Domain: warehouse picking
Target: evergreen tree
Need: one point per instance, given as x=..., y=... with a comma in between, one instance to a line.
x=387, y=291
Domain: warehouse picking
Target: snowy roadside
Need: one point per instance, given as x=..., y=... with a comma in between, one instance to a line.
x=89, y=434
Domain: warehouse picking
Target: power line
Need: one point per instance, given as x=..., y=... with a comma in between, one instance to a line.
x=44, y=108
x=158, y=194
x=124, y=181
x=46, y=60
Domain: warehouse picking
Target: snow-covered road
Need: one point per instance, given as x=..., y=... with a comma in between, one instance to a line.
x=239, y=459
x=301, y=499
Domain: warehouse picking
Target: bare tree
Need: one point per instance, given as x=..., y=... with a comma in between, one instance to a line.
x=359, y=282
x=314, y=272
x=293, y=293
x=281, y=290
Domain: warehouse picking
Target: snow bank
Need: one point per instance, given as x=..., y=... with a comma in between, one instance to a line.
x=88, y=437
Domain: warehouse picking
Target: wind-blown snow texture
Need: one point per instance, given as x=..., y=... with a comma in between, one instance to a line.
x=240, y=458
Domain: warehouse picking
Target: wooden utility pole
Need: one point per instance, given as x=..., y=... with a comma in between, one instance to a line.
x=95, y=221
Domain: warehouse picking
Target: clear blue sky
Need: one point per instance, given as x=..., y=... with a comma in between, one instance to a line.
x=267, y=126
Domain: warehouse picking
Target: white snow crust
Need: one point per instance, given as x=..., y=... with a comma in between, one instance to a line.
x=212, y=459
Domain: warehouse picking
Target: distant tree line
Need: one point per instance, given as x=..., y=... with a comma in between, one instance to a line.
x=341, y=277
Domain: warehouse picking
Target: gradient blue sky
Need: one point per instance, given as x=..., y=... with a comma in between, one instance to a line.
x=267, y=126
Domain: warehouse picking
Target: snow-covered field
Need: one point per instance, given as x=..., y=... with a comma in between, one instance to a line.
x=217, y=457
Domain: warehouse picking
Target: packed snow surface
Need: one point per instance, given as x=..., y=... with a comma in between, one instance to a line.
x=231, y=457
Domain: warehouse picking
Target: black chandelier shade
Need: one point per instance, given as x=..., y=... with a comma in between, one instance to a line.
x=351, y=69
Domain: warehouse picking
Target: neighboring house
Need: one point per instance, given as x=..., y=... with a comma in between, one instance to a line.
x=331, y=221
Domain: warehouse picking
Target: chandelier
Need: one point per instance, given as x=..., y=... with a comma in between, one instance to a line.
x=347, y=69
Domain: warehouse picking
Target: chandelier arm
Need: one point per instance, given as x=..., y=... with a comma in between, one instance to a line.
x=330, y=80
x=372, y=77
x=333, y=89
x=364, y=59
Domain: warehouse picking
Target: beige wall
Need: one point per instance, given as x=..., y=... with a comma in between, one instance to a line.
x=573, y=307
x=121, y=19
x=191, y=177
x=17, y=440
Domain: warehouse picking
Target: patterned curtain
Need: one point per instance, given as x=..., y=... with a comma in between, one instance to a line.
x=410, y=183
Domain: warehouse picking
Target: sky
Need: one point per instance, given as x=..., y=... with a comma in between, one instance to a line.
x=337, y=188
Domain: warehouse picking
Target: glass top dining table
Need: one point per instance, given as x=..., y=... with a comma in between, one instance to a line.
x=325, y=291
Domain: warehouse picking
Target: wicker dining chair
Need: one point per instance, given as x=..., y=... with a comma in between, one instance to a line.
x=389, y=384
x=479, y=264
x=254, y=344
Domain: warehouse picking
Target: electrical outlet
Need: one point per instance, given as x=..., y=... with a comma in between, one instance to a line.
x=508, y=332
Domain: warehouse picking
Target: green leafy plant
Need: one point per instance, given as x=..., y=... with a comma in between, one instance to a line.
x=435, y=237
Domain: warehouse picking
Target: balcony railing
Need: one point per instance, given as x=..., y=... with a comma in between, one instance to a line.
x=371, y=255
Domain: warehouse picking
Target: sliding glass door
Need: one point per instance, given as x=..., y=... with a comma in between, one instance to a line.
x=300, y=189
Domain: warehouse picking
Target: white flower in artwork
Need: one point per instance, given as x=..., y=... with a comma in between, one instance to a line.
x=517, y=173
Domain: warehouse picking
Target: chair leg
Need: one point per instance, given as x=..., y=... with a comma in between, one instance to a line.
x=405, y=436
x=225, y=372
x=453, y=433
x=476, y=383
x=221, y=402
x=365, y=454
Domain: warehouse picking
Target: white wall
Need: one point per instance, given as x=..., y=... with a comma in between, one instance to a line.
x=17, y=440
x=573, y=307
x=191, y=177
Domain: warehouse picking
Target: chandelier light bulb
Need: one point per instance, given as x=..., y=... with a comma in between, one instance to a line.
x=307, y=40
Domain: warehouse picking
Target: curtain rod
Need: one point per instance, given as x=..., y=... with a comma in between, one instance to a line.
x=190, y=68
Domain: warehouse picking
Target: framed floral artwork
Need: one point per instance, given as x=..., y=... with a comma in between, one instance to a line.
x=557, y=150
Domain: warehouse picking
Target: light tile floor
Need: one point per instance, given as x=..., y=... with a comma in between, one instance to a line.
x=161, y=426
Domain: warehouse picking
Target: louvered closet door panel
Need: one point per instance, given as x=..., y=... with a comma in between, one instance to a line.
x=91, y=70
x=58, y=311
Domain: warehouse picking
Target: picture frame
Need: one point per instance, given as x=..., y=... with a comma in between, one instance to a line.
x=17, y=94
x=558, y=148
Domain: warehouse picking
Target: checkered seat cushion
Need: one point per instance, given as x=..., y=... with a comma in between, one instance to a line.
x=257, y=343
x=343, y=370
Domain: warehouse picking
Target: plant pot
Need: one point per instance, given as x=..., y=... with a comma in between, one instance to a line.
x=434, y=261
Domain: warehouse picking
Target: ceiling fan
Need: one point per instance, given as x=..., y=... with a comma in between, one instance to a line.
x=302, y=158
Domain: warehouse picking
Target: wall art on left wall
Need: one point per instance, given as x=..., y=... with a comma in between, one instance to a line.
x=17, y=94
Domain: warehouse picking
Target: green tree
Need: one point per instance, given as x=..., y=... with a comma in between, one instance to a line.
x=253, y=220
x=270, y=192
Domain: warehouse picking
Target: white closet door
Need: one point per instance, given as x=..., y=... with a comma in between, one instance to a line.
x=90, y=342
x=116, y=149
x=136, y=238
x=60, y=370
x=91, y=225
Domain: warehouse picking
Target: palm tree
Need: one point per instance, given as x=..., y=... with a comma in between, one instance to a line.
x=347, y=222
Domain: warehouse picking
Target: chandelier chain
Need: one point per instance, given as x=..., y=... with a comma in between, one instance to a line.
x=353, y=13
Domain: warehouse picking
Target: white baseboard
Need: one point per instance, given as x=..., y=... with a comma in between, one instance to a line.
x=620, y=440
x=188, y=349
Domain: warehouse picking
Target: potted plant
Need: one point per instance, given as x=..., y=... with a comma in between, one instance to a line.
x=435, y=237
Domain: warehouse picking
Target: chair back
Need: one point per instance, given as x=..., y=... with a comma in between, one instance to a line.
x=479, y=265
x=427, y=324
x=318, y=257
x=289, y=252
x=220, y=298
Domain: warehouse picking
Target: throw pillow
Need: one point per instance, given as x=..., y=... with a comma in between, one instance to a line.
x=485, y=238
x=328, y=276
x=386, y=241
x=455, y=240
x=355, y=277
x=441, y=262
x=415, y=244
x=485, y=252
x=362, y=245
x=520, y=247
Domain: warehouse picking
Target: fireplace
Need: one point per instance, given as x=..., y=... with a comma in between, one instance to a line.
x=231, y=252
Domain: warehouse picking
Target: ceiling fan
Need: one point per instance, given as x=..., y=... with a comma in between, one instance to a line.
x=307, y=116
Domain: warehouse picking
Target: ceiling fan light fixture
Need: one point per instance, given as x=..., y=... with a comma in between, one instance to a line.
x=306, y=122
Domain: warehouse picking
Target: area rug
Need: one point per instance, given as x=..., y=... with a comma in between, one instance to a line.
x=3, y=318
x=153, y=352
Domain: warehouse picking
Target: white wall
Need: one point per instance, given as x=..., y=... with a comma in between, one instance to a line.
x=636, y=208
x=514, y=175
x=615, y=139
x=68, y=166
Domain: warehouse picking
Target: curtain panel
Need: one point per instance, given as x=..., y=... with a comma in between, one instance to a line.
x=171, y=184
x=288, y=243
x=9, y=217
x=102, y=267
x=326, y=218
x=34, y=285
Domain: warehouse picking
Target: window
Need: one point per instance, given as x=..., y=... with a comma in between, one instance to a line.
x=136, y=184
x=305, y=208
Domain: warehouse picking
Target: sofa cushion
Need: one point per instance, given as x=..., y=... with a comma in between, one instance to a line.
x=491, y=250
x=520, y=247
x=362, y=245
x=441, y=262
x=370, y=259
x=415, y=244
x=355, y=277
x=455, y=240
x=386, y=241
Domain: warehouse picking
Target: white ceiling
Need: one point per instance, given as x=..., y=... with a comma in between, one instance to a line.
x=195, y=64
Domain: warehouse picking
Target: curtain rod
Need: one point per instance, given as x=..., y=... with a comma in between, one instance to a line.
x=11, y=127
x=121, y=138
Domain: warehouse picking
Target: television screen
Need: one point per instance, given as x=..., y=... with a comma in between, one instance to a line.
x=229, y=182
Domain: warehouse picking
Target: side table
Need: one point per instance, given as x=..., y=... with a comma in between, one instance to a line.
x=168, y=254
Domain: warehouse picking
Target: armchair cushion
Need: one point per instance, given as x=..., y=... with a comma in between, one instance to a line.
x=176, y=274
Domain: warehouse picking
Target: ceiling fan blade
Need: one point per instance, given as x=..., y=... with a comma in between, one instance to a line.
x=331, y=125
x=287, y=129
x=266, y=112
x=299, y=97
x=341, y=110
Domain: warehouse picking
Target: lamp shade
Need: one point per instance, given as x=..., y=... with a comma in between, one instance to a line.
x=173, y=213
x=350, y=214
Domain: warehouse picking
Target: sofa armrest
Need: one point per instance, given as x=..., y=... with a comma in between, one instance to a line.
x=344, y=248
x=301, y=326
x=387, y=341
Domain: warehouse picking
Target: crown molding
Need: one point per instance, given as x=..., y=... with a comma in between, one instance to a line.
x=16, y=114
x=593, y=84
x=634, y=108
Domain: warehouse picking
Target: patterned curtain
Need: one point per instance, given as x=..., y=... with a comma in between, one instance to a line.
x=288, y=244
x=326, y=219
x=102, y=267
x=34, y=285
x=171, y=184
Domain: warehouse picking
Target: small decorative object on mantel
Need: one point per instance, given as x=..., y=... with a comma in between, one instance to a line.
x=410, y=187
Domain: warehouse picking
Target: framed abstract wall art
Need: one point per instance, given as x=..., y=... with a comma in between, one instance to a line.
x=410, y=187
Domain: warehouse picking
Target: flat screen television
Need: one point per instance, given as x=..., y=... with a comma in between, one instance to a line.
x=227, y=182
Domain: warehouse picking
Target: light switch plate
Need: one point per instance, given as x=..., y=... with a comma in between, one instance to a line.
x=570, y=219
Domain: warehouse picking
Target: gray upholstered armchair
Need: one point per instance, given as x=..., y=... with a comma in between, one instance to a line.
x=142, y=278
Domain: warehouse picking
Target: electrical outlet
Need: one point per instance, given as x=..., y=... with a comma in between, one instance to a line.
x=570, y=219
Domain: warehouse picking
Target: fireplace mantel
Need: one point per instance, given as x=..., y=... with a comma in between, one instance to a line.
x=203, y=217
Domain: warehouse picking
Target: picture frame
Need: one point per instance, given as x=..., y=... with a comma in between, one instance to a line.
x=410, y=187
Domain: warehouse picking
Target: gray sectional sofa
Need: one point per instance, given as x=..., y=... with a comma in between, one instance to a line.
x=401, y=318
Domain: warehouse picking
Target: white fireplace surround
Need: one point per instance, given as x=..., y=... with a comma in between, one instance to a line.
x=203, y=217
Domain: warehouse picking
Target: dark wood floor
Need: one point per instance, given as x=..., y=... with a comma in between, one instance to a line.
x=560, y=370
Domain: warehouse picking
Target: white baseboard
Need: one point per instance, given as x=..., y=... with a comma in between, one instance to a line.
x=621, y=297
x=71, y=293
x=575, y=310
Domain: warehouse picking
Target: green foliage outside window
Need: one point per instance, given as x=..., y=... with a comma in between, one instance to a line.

» **AIM OF THE EXERCISE**
From the listing above, pull out each line that contains the string "artwork" and copy those lines as they appear.

» **RESULT OF THE TASK**
Target: white flower in artwork
Target: framed floral artwork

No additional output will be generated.